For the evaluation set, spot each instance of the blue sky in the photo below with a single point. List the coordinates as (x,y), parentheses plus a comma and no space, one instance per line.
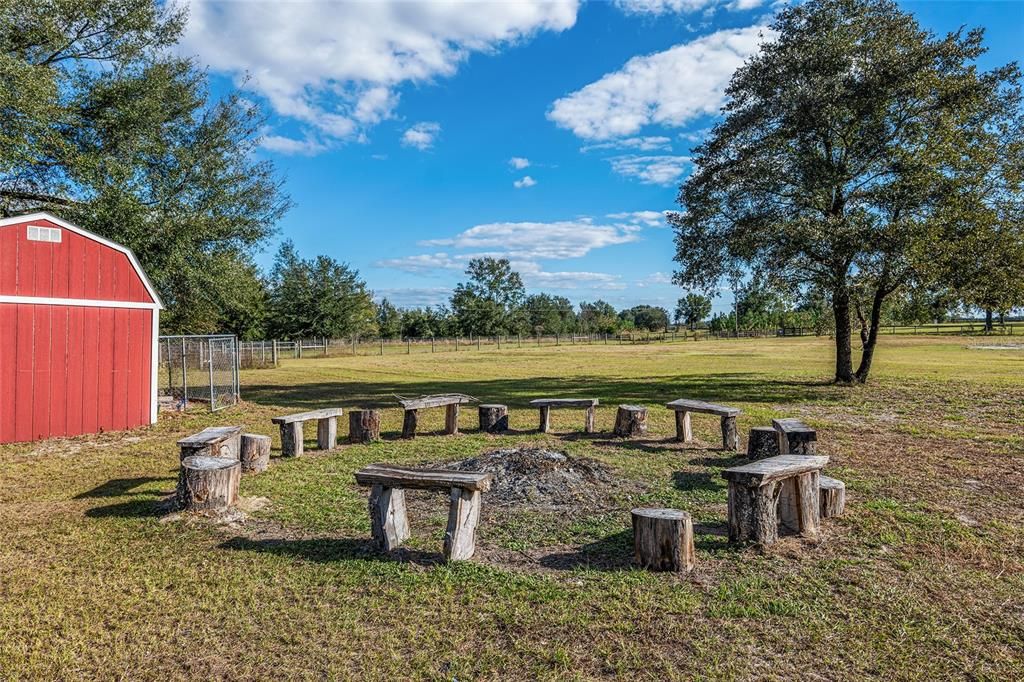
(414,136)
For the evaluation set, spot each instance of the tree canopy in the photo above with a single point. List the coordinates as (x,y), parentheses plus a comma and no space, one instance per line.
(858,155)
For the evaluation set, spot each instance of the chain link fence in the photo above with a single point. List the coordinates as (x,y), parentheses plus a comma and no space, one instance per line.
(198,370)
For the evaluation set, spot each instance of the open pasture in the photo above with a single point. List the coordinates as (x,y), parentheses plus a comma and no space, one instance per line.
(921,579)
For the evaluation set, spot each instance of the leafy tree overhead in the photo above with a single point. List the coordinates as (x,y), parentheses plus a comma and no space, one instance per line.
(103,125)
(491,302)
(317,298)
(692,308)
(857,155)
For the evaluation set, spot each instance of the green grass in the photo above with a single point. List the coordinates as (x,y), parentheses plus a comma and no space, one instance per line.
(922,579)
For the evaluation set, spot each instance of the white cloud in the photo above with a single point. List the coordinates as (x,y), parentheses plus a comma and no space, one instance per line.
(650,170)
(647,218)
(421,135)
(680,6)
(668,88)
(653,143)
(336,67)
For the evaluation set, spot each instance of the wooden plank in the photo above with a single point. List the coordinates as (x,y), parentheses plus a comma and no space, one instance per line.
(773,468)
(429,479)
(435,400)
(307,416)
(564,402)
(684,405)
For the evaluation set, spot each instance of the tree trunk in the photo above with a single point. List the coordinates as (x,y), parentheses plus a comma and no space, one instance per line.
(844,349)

--

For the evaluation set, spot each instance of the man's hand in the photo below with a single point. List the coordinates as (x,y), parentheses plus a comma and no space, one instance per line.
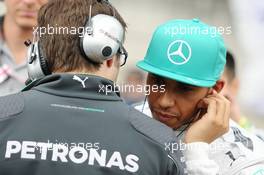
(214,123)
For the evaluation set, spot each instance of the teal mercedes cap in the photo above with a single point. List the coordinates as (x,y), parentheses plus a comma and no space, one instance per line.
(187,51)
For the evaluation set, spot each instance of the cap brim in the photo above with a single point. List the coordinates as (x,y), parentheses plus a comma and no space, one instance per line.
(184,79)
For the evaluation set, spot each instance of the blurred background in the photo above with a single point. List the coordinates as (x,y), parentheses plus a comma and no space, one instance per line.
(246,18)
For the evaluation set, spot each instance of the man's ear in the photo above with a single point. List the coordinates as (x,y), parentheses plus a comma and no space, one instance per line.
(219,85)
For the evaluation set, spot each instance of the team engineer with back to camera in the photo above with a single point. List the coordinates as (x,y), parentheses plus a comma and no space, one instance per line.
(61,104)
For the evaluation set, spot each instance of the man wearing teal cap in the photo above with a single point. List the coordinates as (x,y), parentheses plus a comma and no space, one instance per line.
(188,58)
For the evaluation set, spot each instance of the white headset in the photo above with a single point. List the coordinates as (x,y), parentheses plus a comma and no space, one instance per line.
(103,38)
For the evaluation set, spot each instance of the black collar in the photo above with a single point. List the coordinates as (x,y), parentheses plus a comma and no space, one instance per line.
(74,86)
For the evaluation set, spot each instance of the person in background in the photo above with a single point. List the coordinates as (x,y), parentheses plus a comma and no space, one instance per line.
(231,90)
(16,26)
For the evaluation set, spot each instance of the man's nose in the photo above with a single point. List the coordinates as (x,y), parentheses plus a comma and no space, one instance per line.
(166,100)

**What needs to be done**
Pull out every line of the listing above that contains the word "white" and copy each of those lines unchanged.

**Answer to this problem**
For the evaluation set, spot each instance of the white cloud in the photo above with a single point. List the coordinates as (x,y), parentheses plus a comma and no space, one instance per line.
For the evaluation set, spot each instance of the white headset in the photo above with a single point. List the coordinates as (x,y), parentheses plus a comma and no space, one instance per line.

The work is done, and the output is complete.